Passage shown:
========

Imprecision of student scores needs to be visible
The variation in scale score results that psychometricians expect to see is often missing from administrator and teacher level reports. Our California CAASPP/SBAC reports no longer include standard error in the parent report. But in 2015 and 2016, it was visible as stems and whiskers above and below the big dot that represented a student’s score. But now they’re gone, and visible only to those assessment leads who use TOMS and bother to look at the small type. I suspect CDE or SBAC folks presumed that parents and educators weren’t capable of handling the complexity of uncertainty. Sparing them the facts of inescapable imprecision was seen by the CDE or SBAC higher-ups as a gift to the peasants outside the castle of K-12. I see it as condescension, and as a violation of the APA’s Standards for Educational and Psychological Testing (Standard 6.10, 12.11 and 12.12).
The degree of imprecision of student-level scores on the CAASPP/SBAC is substantial. It’s common to see (+/-) 25 to 35 scale score point variation in individual results – enough to cause many a student to straddle a boundary separating Level 2 from Level 3. With interim assessments like NWEA’s, imprecision is less of a factor, but at the student level, still sizeable enough to render ambiguous the determination of whether a student’s fall score was higher or lower than her score the prior spring.
So how likely is it for a student to have a lower score on their current test compared to their prior test? Even with tests given annually, it’s common. Psychometrician Howard Herl, who is a friend and colleague in our K12 Measures work, was on a team at the Los Angeles CoE during the era of the California Standards Test. When helping principals interpret students’ test results as part of an II/USP county office assistance team, he often saw one-fourth of students’ scores move up a proficiency band, one-fourth move down, and half remain the same. When Howard and I examined NWEA results, winter-to-winter, on behalf of a client, we saw a similar proportion of students’ scale scores decline. That’s over a full year’s time, avoiding the precarious measurement moment of the fall interim assessment.

========

Questions on the material:
1. Extract the stretch of the passage on score imprecision from "So how likely" through "fall interim assessment.".
2. According to the passage on score imprecision, how much scale score point variation is common in individual CAASPP/SBAC results?
3. Summarize the passage on score imprecision in two sentences.
The lines that come after this passage aren't needed.

========

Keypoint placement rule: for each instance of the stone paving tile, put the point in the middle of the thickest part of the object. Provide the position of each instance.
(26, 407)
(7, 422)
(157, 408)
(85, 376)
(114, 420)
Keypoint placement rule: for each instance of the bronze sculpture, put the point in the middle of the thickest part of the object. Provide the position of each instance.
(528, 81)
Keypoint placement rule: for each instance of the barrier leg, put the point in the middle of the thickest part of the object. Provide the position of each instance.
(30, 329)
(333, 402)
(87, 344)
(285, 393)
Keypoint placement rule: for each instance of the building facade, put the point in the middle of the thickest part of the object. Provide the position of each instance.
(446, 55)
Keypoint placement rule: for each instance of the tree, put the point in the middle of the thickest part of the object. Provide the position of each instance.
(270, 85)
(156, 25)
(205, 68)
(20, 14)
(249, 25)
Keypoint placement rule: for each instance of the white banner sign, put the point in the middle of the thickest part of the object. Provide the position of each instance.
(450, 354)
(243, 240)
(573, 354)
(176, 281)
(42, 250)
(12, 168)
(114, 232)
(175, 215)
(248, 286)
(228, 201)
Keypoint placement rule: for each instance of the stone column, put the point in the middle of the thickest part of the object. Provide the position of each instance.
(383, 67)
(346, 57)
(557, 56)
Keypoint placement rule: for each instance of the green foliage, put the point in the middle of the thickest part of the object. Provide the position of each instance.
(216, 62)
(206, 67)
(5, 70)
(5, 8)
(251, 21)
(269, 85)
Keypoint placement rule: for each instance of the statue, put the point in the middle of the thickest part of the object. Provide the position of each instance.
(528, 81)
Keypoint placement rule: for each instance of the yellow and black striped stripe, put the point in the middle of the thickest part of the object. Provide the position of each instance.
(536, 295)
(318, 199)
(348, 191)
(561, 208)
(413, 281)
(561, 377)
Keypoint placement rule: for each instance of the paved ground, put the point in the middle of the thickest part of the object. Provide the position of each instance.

========

Answers per task:
1.
So how likely is it for a student to have a lower score on their current test compared to their prior test? Even with tests given annually, it’s common. Psychometrician Howard Herl, who is a friend and colleague in our K12 Measures work, was on a team at the Los Angeles CoE during the era of the California Standards Test. When helping principals interpret students’ test results as part of an II/USP county office assistance team, he often saw one-fourth of students’ scores move up a proficiency band, one-fourth move down, and half remain the same. When Howard and I examined NWEA results, winter-to-winter, on behalf of a client, we saw a similar proportion of students’ scale scores decline. That’s over a full year’s time, avoiding the precarious measurement moment of the fall interim assessment.

2. It's common to see (+/-) 25 to 35 scale score points of variation.

3. California's CAASPP/SBAC parent reports no longer show standard error, an omission the writer calls condescension and a violation of the APA's testing standards. Student-level scores often vary by 25 to 35 scale score points, and lower scores on a later test are common, with Howard Herl often seeing one-fourth of students move down a proficiency band.